### ENTRIES SHOWN:
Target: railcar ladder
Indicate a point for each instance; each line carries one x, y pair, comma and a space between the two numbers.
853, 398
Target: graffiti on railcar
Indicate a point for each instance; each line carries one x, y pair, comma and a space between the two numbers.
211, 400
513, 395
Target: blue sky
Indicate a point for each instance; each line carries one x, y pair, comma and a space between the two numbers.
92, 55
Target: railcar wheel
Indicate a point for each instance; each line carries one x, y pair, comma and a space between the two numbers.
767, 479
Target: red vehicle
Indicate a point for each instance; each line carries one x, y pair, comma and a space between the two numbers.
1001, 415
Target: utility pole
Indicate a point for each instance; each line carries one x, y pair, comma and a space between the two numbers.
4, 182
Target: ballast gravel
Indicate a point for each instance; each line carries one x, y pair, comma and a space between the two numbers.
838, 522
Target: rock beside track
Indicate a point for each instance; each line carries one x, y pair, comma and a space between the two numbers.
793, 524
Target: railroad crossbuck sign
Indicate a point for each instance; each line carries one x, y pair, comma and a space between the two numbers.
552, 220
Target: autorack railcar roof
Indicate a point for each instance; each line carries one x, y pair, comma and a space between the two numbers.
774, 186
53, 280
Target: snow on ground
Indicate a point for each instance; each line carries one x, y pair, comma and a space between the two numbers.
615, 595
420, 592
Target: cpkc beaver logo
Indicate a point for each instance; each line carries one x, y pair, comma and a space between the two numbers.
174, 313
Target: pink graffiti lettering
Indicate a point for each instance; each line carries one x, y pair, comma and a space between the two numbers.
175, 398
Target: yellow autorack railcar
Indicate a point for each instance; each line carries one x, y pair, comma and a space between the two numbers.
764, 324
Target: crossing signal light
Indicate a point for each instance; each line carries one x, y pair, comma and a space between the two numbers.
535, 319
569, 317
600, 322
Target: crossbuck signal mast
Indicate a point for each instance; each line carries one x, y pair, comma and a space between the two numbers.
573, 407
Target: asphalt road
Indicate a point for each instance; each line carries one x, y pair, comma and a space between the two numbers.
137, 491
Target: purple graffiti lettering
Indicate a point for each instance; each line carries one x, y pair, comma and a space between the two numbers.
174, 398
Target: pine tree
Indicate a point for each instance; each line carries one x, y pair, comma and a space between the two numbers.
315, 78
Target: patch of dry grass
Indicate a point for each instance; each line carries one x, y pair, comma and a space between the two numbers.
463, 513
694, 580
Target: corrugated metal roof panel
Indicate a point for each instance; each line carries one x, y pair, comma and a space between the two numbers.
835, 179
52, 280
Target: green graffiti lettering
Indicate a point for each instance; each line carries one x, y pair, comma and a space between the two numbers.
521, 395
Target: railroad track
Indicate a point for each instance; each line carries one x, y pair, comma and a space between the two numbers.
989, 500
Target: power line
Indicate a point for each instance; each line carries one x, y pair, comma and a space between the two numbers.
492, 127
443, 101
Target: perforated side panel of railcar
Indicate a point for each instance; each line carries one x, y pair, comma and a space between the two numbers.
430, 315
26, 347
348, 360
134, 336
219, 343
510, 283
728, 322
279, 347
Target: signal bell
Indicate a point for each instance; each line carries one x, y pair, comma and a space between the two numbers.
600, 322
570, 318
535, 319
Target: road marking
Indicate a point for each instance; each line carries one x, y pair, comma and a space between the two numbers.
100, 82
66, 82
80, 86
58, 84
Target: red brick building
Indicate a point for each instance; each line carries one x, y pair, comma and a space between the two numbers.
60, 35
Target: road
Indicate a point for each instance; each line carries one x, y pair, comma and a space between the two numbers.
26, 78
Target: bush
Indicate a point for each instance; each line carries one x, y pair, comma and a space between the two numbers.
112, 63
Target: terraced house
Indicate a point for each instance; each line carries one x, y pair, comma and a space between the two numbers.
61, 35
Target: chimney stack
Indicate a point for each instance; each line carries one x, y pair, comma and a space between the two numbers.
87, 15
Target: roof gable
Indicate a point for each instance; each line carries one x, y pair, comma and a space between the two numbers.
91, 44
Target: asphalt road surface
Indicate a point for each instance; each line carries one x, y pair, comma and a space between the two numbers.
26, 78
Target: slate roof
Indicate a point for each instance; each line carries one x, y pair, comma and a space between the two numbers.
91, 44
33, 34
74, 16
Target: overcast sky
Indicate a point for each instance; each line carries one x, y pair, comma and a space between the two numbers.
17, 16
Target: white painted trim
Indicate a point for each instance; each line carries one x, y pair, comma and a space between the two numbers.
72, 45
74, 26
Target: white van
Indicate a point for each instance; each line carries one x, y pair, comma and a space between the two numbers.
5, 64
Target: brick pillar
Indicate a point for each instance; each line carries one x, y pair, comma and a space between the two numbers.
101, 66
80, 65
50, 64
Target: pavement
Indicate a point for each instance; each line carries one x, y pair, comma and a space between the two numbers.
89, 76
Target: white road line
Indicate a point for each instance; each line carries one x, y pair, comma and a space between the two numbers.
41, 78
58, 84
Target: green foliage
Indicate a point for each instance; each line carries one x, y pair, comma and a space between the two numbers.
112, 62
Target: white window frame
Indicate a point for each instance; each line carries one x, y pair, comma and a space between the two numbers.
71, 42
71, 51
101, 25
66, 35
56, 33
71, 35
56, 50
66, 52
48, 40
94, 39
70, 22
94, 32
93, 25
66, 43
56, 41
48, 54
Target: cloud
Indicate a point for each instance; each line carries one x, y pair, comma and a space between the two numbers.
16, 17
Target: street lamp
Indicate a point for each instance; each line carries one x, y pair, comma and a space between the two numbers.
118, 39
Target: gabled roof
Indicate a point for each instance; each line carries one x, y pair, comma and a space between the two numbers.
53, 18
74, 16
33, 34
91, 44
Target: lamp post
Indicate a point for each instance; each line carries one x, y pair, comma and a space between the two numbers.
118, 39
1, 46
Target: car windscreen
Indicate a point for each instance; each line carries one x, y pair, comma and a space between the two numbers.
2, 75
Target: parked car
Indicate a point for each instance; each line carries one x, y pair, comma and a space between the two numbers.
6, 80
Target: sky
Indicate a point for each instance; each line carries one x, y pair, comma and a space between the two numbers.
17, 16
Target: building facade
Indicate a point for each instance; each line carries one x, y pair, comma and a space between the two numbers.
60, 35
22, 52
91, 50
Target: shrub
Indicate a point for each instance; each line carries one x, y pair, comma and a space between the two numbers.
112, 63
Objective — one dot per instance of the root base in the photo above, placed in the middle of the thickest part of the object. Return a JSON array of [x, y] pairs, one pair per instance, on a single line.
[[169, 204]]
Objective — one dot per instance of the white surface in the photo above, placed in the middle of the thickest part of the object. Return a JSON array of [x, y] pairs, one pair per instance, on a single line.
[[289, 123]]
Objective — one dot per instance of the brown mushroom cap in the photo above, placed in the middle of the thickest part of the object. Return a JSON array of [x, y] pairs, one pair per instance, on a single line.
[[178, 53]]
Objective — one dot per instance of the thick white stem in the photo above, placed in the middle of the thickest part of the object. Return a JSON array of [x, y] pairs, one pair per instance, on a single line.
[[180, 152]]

### TASK INSTRUCTIONS:
Each record needs to be duplicated exactly as given.

### RESPONSE:
Target: railcar ladder
Indicate a point for each instance; each line carries one x, y pair, comma and a space between the two numbers.
853, 398
Target: graffiti on railcar
Indicate a point for each instance; each line carries one x, y pair, comma and a space between the two numbers.
211, 400
513, 395
Target: blue sky
Indicate a point for each instance; each line carries one x, y pair, comma and a space between the two numbers.
92, 55
Target: railcar wheel
Indicate a point for each instance; each line carries one x, y pair, comma and a space between the two numbers.
767, 479
Target: red vehicle
Indicate a point for each instance; each line carries one x, y pair, comma and a space between the two numbers.
1001, 415
Target: utility pole
Indicate a point for each instance; each line carries one x, y pair, comma and a space between the two numbers.
4, 182
Target: ballast gravel
Indicate a point for each instance; each line carries one x, y pair, comma and a space between the two numbers.
838, 522
Target: rock beside track
Indicate a point for each instance; each line carries one x, y pair, comma and a space between the two numbers.
793, 524
Target: railroad crossbuck sign
Indicate a point for each instance; each line carries one x, y pair, comma and a space between the two numbers.
552, 220
Target: autorack railcar roof
Indicate a point for each instance; each line carries one x, y pair, comma and a space between the two numbers.
774, 186
53, 280
Target: snow on ground
Indicate a point for each instance; each line carries one x, y pair, comma and a space between the two numbers.
615, 595
420, 592
Target: cpkc beaver logo
Indicate a point for each instance; each line carries one x, y pair, comma and a space between the two numbers.
174, 313
Target: pink graffiti lettering
Indicate a point for each instance; each line carries one x, y pair, comma and a space between the two numbers.
175, 398
Target: yellow autorack railcar
Indicate a point for each instance; each line carries one x, y pair, comma and a space between the two numbers.
764, 324
Target: crossing signal light
Indicate a point for each instance; each line carries one x, y pair, comma and a space between the two numbers.
535, 319
569, 317
600, 322
Target: crossbuck signal mast
Indicate a point for each instance; each line carries one x, y pair, comma and a space between the two numbers.
573, 407
Target: asphalt road
Indicate a point for each instance; each line carries one x, y pair, comma and a space between the two numbers.
137, 491
Target: purple graffiti lettering
Indicate a point for each instance; each line carries one x, y pair, comma and a space between the two numbers.
174, 398
Target: pine tree
Indicate a point for each instance; each line carries one x, y pair, comma and a space between the two numbers.
315, 78
Target: patch of dry grass
Indicate a point for each instance; each line carries one x, y pair, comma and a space between the two numbers.
463, 513
694, 580
Target: corrugated metal roof panel
Indicate a point for each instance; each line carries one x, y pair, comma and a space between the two numbers.
835, 179
52, 280
Target: green graffiti lettering
Indicate a point for each instance; each line carries one x, y pair, comma and a space between the two numbers.
521, 395
Target: railroad track
Indicate a point for each instance; each line carries one x, y pair, comma and a space between the two numbers.
989, 500
Target: power line
Indicate a point for each instance; each line carries one x, y pair, comma and a space between the two numbers.
492, 127
443, 101
Target: perforated side panel of railcar
Indicate a point for each instance; each line carries one x, y pair, comma and a space between the two numbers.
430, 315
26, 347
348, 360
134, 336
219, 343
510, 283
728, 322
279, 347
Target: signal bell
Indicate a point for each instance; each line carries one x, y pair, comma and a space between the two numbers.
600, 322
570, 318
535, 319
Target: road marking
Indicate a point for each instance; each line carries one x, y pair, comma and a space between the two numbers.
100, 82
66, 82
80, 86
58, 84
Target: red brick building
Indicate a point for each instance; each line carries one x, y pair, comma and a space between the two numbers.
60, 35
Target: road
Indicate a point for each instance; each line carries one x, y pair, comma and a space between the two numbers.
26, 78
Target: bush
Indicate a point for each instance; each line carries one x, y pair, comma and a space between the two numbers.
112, 63
Target: terraced house
Indicate a point for each instance; each line carries one x, y pair, comma and a space between the two numbers.
61, 35
Target: chimney stack
Indicate a point for each instance; each line carries one x, y pair, comma and a space between the two numbers.
87, 15
Target: roof gable
Indicate a point for each instance; each line carries one x, y pair, comma and a space between the two numbers.
91, 44
Target: asphalt road surface
Indicate a point for each instance; each line carries one x, y pair, comma and a space between the two numbers.
26, 78
Target: slate roof
Indicate a point for each instance; each line carries one x, y pair, comma and a space between the two numbers.
91, 44
33, 34
74, 16
Target: overcast sky
Indicate a point for each instance; each line carries one x, y pair, comma and a space between the two numbers.
17, 16
Target: white painted trim
Indicate a point for each instance; each line carries one x, y pair, comma and a space between the two numbers.
72, 45
74, 26
Target: white van
Indicate a point for each instance; each line carries one x, y pair, comma and a space between the two numbers.
5, 64
Target: brick pillar
Indicate a point for each instance; each line carries one x, y pair, comma and a space between the two numbers.
101, 66
80, 65
50, 64
Target: pavement
Indicate a point for each instance; each line carries one x, y pair, comma and a space between the two numbers.
89, 76
Target: white road line
Indicate a point for each instance; each line carries one x, y pair, comma and a space between the two numbers.
41, 78
58, 84
Target: green foliage
Indicate a point for each instance; each line carries one x, y pair, comma and a space between the two numbers.
112, 62
Target: white window frame
Indicate a point for each instance; each line carries one x, y pair, comma and a space between the two numbers.
71, 42
71, 51
101, 25
66, 35
56, 33
71, 35
56, 50
66, 52
48, 40
94, 39
70, 22
94, 32
93, 25
66, 43
56, 41
48, 54
Target: cloud
Indicate a point for each instance; each line carries one x, y pair, comma and a space between the two numbers.
16, 17
Target: street lamp
Indicate a point for each instance; each line carries one x, y pair, comma and a space between the two numbers.
118, 39
Target: gabled roof
Indicate a point for each instance; each line carries one x, y pair, comma and a space between the two numbers.
53, 18
74, 16
33, 34
91, 44
Target: lamp post
Indicate a point for each instance; each line carries one x, y pair, comma and a space between the two numbers.
118, 39
1, 46
Target: car windscreen
Indicate a point for each instance; each line carries one x, y pair, comma and a space between the two numbers.
2, 75
Target: parked car
Indicate a point for each instance; each line carries one x, y pair, comma and a space between the two numbers.
6, 80
Target: sky
Indicate a point for each instance; each line carries one x, y pair, comma and a space between the two numbers.
17, 16
Target: building facade
Indicate a point for each instance; each line carries one x, y pair, comma and a space between the two numbers.
60, 35
22, 52
91, 50
Target: shrub
Indicate a point for each instance; each line carries one x, y pair, comma and a space between the two numbers.
112, 63
Objective — one dot per instance of the root base in the photo above, placed in the middle of the thickest part of the object. Return a JSON array of [x, y] pairs, one pair per instance, on a single line.
[[169, 204]]
Objective — one dot per instance of the white surface in the photo above, placed in the middle of the thickest part of the object. Return a JSON array of [x, y] pairs, one pair per instance, on a single line.
[[289, 123]]
Objective — one dot per instance of the brown mushroom cap in the photo above, placed in the middle of the thickest part of the object. Return a JSON array of [x, y] pairs, one pair per instance, on a single line.
[[178, 53]]
Objective — one dot per instance of the thick white stem in the photo above, placed in the middle of the thickest part of the object. Return a JSON array of [x, y] pairs, one pair per instance, on a single line.
[[180, 152]]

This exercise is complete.